▸ PROMPT A:
Answer these questions about the letter to Secretary Albright, one per line:
(i) Who convinced Yasser Arafat to make noises about fighting terrorism?
(ii) Which bombing threw off the political calculus?
(iii) What does the letter call the only real ammunition in the American diplomatic arsenal?
▸ PROMPT B: Copy the part of the letter to Secretary Albright that begins at the words "Indeed, it’d be" and ends after "tactically and morally.", replacing "wash your hands of all this" with "walk away from all this".
▸ PROMPT C: Continue the letter to Secretary Albright on Mideast peace strategy from where it stops.

▸ TEXT EXCERPT:
^^^^

Published in The Jerusalem Post on September 7, 1997
Dear Secretary Albright;
Time to re-think Mideast peace strategy. You had planned to turn the screws on us this week, after Dennis Ross convinced Yasser Arafat to make the requisite minimalist noises about fighting terrorism and the PA has put on an amateur show of renewed security cooperation. But Arafat’s embrace of the Hamas and the subsequent Ben-Yehuda bombing has thrown off that political calculus. Nobody here would take you seriously.
So what’s left in the American diplomatic arsenal? The only real ammunition you’ve got is the threat to withdraw from active engagement in the process – to leave us and the Palestinians sinking in ever-dangerous Mideast quicksand with no Uncle Sam to play lifeguard or referee.
Indeed, it’d be easy for you to wash your hands of all this for a while, and let us stew in our own juices. But such a ‘plague on both your houses’ approach would be wrong, tactically and morally.

^^^^

▸ DATA PROVIDED:
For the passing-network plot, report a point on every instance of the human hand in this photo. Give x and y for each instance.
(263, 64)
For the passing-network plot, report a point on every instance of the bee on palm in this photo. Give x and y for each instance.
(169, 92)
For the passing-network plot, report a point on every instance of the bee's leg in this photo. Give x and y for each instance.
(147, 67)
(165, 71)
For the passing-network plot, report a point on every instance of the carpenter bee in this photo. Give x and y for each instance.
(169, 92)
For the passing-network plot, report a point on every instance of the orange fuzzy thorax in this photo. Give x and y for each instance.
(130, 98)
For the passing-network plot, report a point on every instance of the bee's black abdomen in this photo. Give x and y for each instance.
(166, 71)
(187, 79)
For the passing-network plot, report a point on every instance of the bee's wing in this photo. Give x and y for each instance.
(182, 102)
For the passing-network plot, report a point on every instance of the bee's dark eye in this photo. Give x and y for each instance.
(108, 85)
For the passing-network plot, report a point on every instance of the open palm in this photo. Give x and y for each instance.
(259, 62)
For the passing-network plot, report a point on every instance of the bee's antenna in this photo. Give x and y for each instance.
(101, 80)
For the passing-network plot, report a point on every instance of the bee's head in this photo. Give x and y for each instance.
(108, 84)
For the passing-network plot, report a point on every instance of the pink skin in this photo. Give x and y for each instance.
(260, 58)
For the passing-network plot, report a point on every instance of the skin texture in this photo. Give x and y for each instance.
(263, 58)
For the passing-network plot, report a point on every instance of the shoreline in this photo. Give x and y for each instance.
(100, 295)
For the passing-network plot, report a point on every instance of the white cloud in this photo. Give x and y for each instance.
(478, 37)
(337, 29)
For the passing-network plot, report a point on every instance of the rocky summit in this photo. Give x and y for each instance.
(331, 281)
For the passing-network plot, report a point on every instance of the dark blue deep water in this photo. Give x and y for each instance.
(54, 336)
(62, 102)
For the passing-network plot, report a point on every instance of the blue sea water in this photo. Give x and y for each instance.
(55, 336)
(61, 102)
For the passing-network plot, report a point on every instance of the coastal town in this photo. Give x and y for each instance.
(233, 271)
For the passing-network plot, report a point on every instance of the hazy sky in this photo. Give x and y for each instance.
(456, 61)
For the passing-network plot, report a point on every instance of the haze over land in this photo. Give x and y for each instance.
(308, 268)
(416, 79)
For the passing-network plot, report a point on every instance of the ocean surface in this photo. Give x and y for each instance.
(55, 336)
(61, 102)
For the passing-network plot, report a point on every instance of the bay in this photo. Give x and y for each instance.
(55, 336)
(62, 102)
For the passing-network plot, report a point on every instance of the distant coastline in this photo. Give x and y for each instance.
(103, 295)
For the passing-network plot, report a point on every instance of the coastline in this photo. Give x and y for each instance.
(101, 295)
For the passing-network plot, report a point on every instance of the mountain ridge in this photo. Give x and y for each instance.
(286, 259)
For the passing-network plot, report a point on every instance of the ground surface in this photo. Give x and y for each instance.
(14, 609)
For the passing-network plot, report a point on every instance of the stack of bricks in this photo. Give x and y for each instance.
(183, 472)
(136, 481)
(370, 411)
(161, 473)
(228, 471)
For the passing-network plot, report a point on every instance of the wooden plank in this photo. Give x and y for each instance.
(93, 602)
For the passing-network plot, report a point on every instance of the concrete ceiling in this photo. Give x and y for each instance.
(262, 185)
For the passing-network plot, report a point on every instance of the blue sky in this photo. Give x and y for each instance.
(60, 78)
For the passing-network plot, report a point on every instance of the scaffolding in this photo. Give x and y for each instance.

^^^^

▸ EXERCISE RESPONSE A:
(i) Dennis Ross
(ii) The Ben-Yehuda bombing
(iii) The threat to withdraw from active engagement in the process

▸ EXERCISE RESPONSE B:
Indeed, it’d be easy for you to walk away from all this for a while, and let us stew in our own juices. But such a ‘plague on both your houses’ approach would be wrong, tactically and morally.

▸ EXERCISE RESPONSE C:
Tactically, a US pull-out would lead directly to additional rounds of bus bombings and violence yet-worse-still. This would kill whatever constituency for conciliation with Arafat still exists in Israel. Our response would be tougher than ever, breeding even more Palestinian resentment and violence – and we’ll all sink even further into retaliatory cycles of hatred. All that pain wouldn’t make people more supportive of compromise; it would dash confidence in the process and harden negotiating positions.
Backing away from the process would be wrong, as well, because it implies a moral symmetry between us and the Palestinians – equal punishment for two stubborn little boys. Now I understand that “evenhandedness” is an important diplomatic posture for a mediator. But bear in mind, Madame Secretary, that there’s little moral equivalence between Palestinian and Israeli behavior.
The Palestinians may not be enamoured of the fact that we’re building homes in and around Jerusalem, or that Netanyahu isn’t going to choke-off the natural growth of Israeli settlements over the Green Line. But when the process takes a downturn, we’re not planting bombs in their markets or kidnapping their children. The Arab builders, plumbers and electricians working on my home will still come to work – I’m not going to slaughter them — while I wouldn’t dare step foot in a Gaza or Nablus neighborhood.
Only here will a grass-roots peace movement take to the streets to encourage the democratically-elected government to press ahead with reconciliation, despite it all. Even if there were a Palestinian Peace Now equivalent (– there isn’t yet, unfortunately) Arafat would never let it openly criticize his policies.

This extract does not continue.